======== The data ========

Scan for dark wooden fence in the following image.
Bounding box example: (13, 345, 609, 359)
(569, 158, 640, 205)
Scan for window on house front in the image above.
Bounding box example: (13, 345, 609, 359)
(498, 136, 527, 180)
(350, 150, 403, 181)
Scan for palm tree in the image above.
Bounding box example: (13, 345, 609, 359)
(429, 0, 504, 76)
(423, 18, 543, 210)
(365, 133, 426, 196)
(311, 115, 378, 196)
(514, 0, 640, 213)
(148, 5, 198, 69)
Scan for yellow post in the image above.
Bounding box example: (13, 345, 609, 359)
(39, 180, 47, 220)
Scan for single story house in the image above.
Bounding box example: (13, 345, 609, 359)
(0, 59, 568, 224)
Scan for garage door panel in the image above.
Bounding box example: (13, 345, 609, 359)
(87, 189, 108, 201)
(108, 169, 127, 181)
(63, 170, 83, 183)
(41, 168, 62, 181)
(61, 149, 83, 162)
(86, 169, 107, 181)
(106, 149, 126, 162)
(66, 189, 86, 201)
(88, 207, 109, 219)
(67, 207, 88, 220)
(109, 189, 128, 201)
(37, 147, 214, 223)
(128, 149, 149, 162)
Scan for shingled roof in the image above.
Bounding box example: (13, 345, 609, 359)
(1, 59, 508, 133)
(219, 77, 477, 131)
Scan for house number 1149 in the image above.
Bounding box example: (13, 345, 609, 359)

========

Only lines of the data holding the word "house" go in the answer. Please copy each of them.

Scan for window on house front in the image above.
Scan for single story house in the image above.
Scan for house number 1149 in the image above.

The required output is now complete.